-------- GIVEN DATA --------

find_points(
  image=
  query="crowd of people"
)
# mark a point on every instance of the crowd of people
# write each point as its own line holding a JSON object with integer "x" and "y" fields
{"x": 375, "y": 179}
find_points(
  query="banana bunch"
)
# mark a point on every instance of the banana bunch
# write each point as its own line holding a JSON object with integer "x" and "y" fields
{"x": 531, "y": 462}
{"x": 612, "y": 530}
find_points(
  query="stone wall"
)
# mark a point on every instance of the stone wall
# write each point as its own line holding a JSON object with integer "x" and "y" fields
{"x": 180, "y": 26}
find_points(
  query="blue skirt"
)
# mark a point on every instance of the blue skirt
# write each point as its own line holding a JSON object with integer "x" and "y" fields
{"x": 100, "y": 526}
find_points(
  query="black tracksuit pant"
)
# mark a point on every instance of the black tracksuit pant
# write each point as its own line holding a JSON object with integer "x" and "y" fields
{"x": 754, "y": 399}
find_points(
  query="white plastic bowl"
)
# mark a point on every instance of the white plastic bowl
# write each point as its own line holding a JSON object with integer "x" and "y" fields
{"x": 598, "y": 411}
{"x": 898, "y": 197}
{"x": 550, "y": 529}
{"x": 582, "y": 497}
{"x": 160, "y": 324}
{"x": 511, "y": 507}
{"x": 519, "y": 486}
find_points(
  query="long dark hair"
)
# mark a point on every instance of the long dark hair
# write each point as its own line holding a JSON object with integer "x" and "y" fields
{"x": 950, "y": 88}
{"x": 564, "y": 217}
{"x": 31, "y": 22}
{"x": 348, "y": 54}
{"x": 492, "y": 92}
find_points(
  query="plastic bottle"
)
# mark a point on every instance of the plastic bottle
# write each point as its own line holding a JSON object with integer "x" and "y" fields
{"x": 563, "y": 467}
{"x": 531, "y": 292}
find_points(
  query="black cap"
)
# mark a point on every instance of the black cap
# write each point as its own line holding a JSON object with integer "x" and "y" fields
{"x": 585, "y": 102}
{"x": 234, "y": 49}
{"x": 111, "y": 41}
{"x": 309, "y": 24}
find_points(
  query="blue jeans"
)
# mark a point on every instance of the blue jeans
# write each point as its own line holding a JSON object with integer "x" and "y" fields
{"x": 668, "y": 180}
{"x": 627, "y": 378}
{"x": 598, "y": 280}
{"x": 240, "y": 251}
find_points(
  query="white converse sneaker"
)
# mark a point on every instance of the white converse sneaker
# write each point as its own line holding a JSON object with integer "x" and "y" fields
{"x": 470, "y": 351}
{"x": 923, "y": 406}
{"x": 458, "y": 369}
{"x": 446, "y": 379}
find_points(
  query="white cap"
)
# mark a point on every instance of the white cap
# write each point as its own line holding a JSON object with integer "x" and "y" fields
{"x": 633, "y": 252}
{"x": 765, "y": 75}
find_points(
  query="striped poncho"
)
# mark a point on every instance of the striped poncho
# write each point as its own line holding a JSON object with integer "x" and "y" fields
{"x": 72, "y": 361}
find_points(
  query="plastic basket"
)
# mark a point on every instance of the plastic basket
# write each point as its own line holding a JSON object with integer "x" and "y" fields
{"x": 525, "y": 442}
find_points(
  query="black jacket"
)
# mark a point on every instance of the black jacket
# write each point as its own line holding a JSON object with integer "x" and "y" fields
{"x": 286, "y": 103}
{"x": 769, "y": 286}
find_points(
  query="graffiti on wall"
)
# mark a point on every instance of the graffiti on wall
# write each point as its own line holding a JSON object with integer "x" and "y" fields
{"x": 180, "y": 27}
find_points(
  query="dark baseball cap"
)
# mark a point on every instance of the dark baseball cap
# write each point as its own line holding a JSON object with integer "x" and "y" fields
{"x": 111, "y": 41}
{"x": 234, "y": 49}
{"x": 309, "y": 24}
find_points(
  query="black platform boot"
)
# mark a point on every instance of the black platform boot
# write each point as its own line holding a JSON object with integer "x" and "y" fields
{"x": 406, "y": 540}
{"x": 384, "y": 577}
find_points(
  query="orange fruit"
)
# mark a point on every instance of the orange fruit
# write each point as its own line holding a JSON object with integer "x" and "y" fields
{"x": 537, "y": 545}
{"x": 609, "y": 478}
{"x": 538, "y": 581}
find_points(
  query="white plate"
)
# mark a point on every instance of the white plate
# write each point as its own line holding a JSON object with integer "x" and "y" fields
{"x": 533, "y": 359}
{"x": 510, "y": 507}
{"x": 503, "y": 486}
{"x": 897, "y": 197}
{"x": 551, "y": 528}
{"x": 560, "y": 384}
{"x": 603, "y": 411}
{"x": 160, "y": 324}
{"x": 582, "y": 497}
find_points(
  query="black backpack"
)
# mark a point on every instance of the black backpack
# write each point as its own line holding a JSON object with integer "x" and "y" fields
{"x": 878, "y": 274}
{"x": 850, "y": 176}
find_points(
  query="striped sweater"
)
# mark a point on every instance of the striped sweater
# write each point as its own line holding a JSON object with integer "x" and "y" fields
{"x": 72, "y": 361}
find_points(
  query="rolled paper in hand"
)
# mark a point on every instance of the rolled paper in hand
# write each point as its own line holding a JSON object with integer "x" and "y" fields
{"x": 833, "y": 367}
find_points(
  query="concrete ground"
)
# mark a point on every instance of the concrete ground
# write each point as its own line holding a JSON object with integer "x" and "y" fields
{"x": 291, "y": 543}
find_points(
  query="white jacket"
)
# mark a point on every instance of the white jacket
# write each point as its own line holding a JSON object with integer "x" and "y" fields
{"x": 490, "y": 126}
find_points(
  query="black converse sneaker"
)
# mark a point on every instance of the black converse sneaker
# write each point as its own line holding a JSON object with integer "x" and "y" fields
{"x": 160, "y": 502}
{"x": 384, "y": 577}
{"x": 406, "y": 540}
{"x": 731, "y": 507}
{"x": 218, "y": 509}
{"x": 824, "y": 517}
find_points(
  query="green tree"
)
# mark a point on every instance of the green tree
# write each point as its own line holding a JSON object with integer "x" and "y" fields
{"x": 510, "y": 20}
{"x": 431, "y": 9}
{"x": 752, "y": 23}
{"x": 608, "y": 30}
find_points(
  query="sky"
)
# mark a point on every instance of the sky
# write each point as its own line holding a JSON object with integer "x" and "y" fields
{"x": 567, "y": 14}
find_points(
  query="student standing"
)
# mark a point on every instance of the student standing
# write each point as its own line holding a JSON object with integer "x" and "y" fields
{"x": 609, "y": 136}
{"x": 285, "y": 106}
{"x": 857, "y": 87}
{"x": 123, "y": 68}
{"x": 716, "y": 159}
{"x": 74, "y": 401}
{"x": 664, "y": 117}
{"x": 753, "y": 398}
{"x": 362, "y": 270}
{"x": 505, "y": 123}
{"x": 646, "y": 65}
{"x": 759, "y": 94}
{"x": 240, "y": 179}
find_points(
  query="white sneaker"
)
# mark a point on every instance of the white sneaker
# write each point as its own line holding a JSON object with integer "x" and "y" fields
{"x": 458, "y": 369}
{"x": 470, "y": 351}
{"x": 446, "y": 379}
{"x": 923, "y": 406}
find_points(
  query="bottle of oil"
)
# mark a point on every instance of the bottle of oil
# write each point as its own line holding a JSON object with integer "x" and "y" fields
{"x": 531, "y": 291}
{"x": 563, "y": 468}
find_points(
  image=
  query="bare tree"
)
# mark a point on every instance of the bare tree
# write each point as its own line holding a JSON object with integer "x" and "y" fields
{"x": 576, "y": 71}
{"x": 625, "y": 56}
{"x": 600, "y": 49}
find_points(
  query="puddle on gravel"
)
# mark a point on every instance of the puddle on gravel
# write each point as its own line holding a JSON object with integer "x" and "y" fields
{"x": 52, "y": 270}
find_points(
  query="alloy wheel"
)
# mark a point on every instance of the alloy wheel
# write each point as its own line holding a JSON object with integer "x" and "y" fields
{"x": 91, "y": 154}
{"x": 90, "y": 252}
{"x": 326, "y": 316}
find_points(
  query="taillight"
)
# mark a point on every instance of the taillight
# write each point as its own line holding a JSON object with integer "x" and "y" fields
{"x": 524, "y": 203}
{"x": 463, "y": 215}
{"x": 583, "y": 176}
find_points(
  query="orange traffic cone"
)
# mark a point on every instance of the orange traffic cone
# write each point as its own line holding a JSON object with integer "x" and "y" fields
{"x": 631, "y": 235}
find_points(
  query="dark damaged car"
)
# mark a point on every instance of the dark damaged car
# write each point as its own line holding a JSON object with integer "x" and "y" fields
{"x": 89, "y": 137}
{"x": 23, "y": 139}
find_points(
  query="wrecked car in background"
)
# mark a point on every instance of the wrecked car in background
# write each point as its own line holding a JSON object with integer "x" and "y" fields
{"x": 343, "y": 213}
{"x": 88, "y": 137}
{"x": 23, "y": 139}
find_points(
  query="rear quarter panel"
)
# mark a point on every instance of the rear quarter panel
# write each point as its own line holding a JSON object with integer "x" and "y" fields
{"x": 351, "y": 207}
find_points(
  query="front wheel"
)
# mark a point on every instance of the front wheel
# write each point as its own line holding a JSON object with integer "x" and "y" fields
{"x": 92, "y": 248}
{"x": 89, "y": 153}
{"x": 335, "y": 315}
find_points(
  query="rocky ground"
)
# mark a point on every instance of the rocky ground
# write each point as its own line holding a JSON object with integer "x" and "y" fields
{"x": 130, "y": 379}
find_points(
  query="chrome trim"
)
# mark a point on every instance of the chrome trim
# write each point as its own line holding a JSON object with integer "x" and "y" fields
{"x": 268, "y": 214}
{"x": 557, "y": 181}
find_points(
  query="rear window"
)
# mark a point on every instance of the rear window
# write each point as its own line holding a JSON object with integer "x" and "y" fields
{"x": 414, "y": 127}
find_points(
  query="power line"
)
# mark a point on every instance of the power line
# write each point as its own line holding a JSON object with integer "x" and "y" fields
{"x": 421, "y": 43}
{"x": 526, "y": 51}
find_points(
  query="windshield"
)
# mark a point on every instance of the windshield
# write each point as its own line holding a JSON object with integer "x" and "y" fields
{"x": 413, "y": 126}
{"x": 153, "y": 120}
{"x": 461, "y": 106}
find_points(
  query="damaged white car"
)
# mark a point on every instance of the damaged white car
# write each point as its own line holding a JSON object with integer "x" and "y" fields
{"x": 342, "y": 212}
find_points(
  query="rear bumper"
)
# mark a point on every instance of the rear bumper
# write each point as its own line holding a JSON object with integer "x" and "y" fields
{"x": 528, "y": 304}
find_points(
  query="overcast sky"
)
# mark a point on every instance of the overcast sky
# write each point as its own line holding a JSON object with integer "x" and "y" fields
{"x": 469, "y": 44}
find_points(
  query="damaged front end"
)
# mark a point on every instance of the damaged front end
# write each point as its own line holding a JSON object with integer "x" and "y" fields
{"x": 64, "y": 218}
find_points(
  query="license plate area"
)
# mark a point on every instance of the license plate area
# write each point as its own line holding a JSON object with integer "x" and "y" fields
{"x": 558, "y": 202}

--------

EXERCISE | Copying word for word, give each line of the data above from the first one through the line containing "# mark a point on every instance of the white plastic", and nothing else.

EXERCISE ANSWER |
find_points(
  image=
  query="crowd of people"
)
# mark a point on every instance of the crowd of people
# write each point as its own line holding a JSON object with integer "x" and "y" fields
{"x": 375, "y": 179}
find_points(
  query="banana bunch"
)
# mark a point on every instance of the banana bunch
# write each point as its own line holding a JSON object with integer "x" and "y" fields
{"x": 531, "y": 462}
{"x": 612, "y": 530}
find_points(
  query="stone wall"
)
# mark a point on every instance of the stone wall
# write each point as its own line holding a JSON object with integer "x" and "y" fields
{"x": 180, "y": 26}
find_points(
  query="blue skirt"
)
# mark a point on every instance of the blue skirt
# write each point as its own line holding a JSON object with integer "x" and "y" fields
{"x": 100, "y": 526}
find_points(
  query="black tracksuit pant"
)
# mark a point on every instance of the black tracksuit pant
# write each point as its own line holding a JSON object with integer "x" and "y" fields
{"x": 754, "y": 399}
find_points(
  query="white plastic bowl"
)
# mark a point on every instance of the white plastic bowl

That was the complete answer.